>> START EXTRACT
As part of getting people acquainted and used to the extended Left Archive we’re going to link every week to previous documents that have been posted there that may be of interest. Given the discussion that kicked off on foot of last week’s BICO piece here’s another in a not dissimilar vein and with a BICO input…

This week, Socialists Against Nationalism, from 1979, a lash-up between the Limerick Socialist Organisation, BICO and the 1970s Socialist Party of Ireland.

1497-cover

All the greats – eh? A short document this week only four pages long. Socialists Against Nationalism, a ‘campaign’ group established in the late 1970s/early 1980s by the Socialist Party of Ireland (not, I hasten to add the current SP), the British and Irish Communist Organisation, the Limerick Socialist Organisation and ‘individual socialists’. As far as can be determined this was the precursor of the Democratic Socialist Party, led by Jim Kemmy, which later merged with the Labour Party.

As a campaign how long it lasted and how successful it was is unclear. Although as regards the latter point it is worth reflecting on how many a left (or later liberal or right-wing) Irish political career clearly drew a degree of inspiration from the sort of analysis put forward here, that the only way to working class unity was by eschewing the ‘call for a 32 county Socialist Republic [which] is nothing more than the old nationalism newly dressed in a socialist guise’. Actually that in itself is a remarkable statement from an avowedly left-wing body given the longevity of the socialist Republican approach in Irish politics during the 20th century.
>> END EXTRACT
>> START EXTRACTED MATERIAL
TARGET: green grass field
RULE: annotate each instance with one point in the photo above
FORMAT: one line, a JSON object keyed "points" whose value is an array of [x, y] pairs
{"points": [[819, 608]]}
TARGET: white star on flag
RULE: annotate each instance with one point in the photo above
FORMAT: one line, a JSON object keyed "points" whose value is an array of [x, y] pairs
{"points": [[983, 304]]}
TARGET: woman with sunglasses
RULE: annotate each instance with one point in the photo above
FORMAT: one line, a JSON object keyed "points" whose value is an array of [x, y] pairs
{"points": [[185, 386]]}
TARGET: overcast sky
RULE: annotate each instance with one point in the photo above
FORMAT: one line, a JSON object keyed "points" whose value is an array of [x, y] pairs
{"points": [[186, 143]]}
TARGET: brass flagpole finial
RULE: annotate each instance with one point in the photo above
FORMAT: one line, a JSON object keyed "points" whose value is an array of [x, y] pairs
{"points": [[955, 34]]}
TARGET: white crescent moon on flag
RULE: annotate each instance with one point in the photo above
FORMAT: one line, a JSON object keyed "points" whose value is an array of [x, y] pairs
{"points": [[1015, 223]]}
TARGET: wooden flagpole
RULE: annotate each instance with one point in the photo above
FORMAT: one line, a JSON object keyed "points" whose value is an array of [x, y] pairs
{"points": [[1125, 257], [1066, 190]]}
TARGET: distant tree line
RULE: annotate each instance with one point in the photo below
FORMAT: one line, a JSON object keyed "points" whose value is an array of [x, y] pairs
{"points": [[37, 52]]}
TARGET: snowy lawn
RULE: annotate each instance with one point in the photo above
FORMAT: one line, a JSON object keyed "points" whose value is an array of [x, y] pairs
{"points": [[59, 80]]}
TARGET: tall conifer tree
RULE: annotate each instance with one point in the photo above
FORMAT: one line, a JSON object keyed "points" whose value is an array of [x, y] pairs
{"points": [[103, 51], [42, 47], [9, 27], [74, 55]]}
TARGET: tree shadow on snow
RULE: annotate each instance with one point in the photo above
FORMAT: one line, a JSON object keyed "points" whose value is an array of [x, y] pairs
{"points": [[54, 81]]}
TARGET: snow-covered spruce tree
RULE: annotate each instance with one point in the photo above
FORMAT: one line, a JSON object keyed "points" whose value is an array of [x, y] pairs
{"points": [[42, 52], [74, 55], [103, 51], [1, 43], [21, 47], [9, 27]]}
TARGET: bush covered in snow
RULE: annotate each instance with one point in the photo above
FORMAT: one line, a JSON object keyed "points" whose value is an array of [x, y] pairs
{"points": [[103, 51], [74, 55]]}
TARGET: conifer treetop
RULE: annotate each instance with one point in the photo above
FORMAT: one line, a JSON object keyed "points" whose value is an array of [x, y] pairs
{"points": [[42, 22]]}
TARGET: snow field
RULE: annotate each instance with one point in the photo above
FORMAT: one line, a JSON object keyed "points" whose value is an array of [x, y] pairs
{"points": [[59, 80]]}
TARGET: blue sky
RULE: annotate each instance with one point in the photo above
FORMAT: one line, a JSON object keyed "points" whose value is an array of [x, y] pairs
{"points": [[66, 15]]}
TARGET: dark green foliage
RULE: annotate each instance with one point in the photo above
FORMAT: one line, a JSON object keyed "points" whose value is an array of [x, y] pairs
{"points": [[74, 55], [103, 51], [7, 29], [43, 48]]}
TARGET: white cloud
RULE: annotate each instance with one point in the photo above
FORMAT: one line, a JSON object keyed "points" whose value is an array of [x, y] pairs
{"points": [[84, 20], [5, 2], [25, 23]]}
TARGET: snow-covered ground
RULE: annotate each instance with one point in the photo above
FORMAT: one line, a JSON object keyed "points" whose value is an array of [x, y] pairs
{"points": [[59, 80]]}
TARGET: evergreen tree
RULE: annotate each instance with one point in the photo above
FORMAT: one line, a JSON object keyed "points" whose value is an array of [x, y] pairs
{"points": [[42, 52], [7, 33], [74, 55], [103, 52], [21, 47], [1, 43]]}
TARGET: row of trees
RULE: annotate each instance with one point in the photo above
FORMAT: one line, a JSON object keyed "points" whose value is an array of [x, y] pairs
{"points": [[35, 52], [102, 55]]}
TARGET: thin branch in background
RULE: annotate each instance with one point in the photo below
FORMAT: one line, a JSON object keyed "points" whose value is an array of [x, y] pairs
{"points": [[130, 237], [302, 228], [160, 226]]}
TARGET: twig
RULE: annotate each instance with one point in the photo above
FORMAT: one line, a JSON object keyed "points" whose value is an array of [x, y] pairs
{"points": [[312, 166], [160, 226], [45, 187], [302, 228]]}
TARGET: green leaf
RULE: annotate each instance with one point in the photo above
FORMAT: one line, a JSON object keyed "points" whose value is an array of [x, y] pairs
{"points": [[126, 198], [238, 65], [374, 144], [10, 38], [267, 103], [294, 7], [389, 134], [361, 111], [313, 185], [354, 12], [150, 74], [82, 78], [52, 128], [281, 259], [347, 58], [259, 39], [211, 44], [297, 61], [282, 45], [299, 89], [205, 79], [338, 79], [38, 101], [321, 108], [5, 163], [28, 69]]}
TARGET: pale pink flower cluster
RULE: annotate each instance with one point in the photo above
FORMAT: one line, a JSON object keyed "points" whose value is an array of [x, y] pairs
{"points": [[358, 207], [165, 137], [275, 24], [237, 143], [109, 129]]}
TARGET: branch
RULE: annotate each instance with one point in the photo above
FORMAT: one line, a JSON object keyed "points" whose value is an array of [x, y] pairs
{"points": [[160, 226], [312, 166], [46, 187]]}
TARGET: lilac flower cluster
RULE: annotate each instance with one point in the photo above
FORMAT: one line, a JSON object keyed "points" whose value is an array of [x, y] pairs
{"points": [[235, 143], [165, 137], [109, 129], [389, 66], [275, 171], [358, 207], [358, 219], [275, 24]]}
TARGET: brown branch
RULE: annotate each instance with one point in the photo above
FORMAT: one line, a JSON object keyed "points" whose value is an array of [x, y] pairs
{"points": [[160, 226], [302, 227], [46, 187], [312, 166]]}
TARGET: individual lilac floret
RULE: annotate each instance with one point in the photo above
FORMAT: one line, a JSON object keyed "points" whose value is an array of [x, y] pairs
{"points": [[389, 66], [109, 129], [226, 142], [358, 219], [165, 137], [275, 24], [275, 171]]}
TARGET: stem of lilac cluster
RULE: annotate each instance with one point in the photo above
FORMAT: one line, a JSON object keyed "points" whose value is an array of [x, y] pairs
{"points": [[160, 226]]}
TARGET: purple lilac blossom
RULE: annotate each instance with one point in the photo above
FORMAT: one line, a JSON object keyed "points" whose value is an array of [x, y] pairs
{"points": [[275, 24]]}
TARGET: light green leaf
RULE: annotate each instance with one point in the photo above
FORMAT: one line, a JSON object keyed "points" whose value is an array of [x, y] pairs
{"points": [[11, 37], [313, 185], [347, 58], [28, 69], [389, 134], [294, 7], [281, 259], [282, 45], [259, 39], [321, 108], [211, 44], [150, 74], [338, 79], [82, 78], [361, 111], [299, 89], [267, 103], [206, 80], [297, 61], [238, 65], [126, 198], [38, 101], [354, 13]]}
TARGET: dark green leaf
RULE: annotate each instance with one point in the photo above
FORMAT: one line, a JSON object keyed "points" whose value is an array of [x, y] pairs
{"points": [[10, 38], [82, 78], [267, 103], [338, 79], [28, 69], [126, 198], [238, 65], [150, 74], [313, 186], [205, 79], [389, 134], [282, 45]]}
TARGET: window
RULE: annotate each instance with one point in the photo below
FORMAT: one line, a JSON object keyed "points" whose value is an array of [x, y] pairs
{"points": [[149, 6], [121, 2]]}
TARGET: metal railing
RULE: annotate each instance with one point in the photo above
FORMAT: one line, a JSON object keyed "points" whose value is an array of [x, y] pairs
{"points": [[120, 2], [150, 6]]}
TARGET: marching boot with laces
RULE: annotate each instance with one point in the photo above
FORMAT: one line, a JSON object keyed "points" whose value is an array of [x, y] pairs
>> END EXTRACTED MATERIAL
## TASKS TO COMPLETE
1. Reproduce the entries word for word, beginning with the line that contains "TARGET: marching boot with laces" and running through the end of the entries.
2. Carry the post about the 1979 Socialists Against Nationalism document forward from its final sentence.

## ANSWERS GIVEN
1.
TARGET: marching boot with laces
RULE: annotate each instance with one point in the photo above
FORMAT: one line, a JSON object keyed "points" whose value is an array of [x, y] pairs

2.
But then again, considering issues of success or failure, some the central ‘demands’ in the leaflet have been fulfilled – look at the list on page 3- although their avowed aim of extirpating ‘nationalism’ has not. But then consider again the image on page 1 which makes a clear visual linkage between the most extreme form of ‘nationalism’ and Irish nationalism. Hard in that context to take entirely seriously their idea that they wanted to ‘organise public debates with socialists and others who still hold the traditional nationalist viewpoint’, or indeed that ‘traditional nationalism’ equated with what appears to be a pogrom. And consider again the viewpoints expressed in the recent past on various historical issues which chime with that sort of viewpoint.

I can find reference to them in Seanad debate here (John A. Murphy giving an interesting analysis) and here.

Any further information on this campaign would be of considerable interest, as would any material from the DSP.

Appropriate behaviour? January 31, 2014

Posted by WorldbyStorm in Uncategorized.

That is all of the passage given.